• Data for review:

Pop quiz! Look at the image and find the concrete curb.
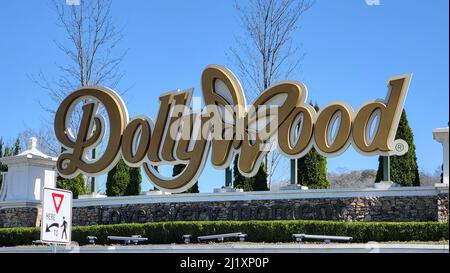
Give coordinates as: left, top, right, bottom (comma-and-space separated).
1, 243, 448, 253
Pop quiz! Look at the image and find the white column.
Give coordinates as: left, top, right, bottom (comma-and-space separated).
433, 127, 449, 184
0, 137, 57, 202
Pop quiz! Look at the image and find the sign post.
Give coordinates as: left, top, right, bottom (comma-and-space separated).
41, 187, 73, 252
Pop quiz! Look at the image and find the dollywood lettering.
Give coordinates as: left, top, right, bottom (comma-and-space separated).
54, 65, 411, 192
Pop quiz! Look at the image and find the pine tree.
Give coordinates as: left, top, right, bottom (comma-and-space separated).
375, 110, 420, 186
232, 155, 268, 191
0, 138, 23, 189
126, 167, 142, 195
13, 138, 20, 155
297, 148, 330, 189
0, 142, 12, 190
296, 102, 330, 189
56, 174, 87, 199
172, 164, 199, 193
253, 163, 268, 191
151, 165, 159, 191
0, 138, 4, 188
106, 159, 130, 196
3, 146, 10, 157
172, 164, 184, 177
233, 155, 253, 191
55, 146, 87, 198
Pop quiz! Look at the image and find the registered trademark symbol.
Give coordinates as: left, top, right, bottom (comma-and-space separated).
391, 139, 408, 156
395, 143, 404, 152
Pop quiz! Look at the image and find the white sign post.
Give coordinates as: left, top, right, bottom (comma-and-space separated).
41, 187, 73, 251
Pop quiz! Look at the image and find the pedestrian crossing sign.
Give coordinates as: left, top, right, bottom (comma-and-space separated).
41, 187, 73, 245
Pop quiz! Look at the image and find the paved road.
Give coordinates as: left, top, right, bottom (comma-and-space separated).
1, 243, 448, 253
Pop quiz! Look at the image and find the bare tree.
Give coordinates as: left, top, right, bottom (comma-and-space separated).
329, 169, 377, 189
27, 0, 126, 193
230, 0, 313, 187
19, 127, 60, 156
418, 166, 442, 186
30, 0, 126, 148
275, 167, 442, 189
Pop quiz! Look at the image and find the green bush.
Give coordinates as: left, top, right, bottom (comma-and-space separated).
0, 220, 447, 247
56, 174, 87, 199
0, 227, 40, 246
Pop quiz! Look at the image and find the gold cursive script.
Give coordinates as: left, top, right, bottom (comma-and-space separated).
54, 64, 411, 193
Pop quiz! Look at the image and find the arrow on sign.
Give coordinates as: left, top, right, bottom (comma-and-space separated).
52, 193, 64, 214
45, 222, 60, 232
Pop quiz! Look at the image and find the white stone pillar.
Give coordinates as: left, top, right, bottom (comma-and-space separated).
0, 137, 57, 203
433, 127, 449, 185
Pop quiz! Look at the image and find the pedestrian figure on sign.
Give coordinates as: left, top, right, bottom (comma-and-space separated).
61, 217, 68, 240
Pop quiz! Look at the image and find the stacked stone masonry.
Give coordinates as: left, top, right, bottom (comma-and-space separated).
0, 207, 41, 228
72, 195, 449, 226
1, 193, 448, 228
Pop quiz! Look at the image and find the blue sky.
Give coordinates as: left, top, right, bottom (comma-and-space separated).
0, 0, 448, 193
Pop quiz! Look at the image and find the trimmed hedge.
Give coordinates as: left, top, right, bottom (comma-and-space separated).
0, 220, 448, 247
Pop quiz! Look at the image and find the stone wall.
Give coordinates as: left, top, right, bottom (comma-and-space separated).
1, 187, 448, 228
438, 194, 449, 221
0, 206, 41, 228
71, 195, 447, 226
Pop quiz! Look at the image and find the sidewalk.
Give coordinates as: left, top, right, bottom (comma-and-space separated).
1, 243, 448, 253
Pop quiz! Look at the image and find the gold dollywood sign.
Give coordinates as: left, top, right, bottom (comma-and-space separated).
54, 65, 410, 193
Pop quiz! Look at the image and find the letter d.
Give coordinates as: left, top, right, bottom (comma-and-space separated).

• What the task asks: Every line of the data above should be repeated exactly. Omit the pictures.

• Result:
Pop quiz! Look at the image and find the concrete curb.
Give coordinates as: left, top, right, bottom (comma-and-space separated).
1, 243, 448, 253
Pop quiz! Look at the image and find the white column.
Give coordinates as: left, top, right, bottom (comma-and-space separated).
433, 127, 449, 184
0, 137, 57, 202
Pop quiz! Look at the image and find the sign post.
Give coordinates as: left, top, right, bottom (comma-and-space separated).
41, 187, 73, 252
Pop quiz! Look at the image and find the dollywood lettering.
Give coordinates as: left, top, right, bottom (comma-and-space separated).
54, 65, 411, 192
Pop quiz! Look at the image and find the pine tree.
Give coordinates as: left, top, right, bottom (comma-and-space separated).
375, 110, 420, 186
232, 155, 268, 191
0, 138, 23, 189
126, 167, 142, 195
13, 138, 20, 155
297, 148, 330, 189
0, 142, 12, 190
296, 102, 330, 189
56, 174, 87, 199
172, 164, 199, 193
253, 163, 268, 191
151, 165, 159, 191
0, 138, 4, 188
106, 159, 130, 196
3, 146, 10, 157
172, 164, 184, 177
233, 155, 253, 191
55, 146, 87, 198
Pop quiz! Look at the image and find the registered trademark symbol.
Give coordinates as: left, top, right, bottom (comma-and-space separated).
391, 139, 408, 156
395, 143, 404, 152
Pop quiz! Look at the image and find the white sign post.
Give coordinates as: left, top, right, bottom (comma-and-space separated).
41, 187, 73, 251
Pop quiz! Look at the image and find the pedestrian crossing sign.
Give coordinates as: left, top, right, bottom (comma-and-space separated).
41, 187, 73, 245
Pop quiz! Look at the image and find the paved road.
Give coordinates as: left, top, right, bottom (comma-and-space separated).
1, 243, 448, 253
Pop quiz! Look at the image and find the bare tree.
Give coordinates as: left, top, right, bottom (comma-and-space separated).
329, 169, 377, 189
27, 0, 126, 193
230, 0, 313, 187
19, 127, 60, 156
418, 166, 442, 186
30, 0, 126, 148
275, 167, 442, 189
Pop quiz! Look at the image and find the green bush.
Give coordinates as: left, top, right, bottom (comma-and-space separated).
0, 220, 447, 247
56, 174, 87, 199
0, 227, 40, 246
Pop quiz! Look at the image and find the gold cursive script.
Give coordinates as: left, top, right, bottom (comma-and-space separated).
54, 64, 411, 193
Pop quiz! Look at the image and find the arrow on sign.
Give coordinates as: left, top, right, bottom (comma-and-space separated).
52, 193, 64, 214
45, 222, 60, 232
Pop quiz! Look at the image and find the white stone pillar.
Give coordinates as: left, top, right, bottom (comma-and-space separated).
0, 137, 57, 203
433, 127, 449, 185
Pop quiz! Look at the image and find the pedestrian figure on sign.
Give coordinates as: left, top, right, bottom (comma-and-space separated).
61, 217, 68, 240
Pop quiz! Look at the image and find the stacked stone masonry.
Give coordinates as: left, top, right, bottom (comma-and-space separated).
0, 207, 41, 228
72, 195, 449, 226
1, 193, 448, 228
Pop quiz! Look at the image and find the blue sky.
Give coordinates as: left, top, right, bottom (comma-and-space separated).
0, 0, 448, 193
Pop quiz! Look at the image and find the trimmed hedge.
Give coordinates as: left, top, right, bottom (comma-and-space separated).
0, 220, 448, 247
Pop quiz! Look at the image and find the stone wall.
Give coordinates as: left, top, right, bottom (comma-and-space separated).
1, 187, 448, 228
438, 194, 449, 221
0, 206, 41, 228
71, 195, 447, 226
Pop quiz! Look at the image and find the sidewalk.
Give coordinates as: left, top, right, bottom (comma-and-space separated).
1, 243, 448, 253
Pop quiz! Look at the image and find the gold dollywood sign.
Give coordinates as: left, top, right, bottom (comma-and-space separated).
54, 65, 410, 193
Pop quiz! Look at the image and find the letter d.
Give coordinates as: left, top, right, bottom (comma-and-space separated).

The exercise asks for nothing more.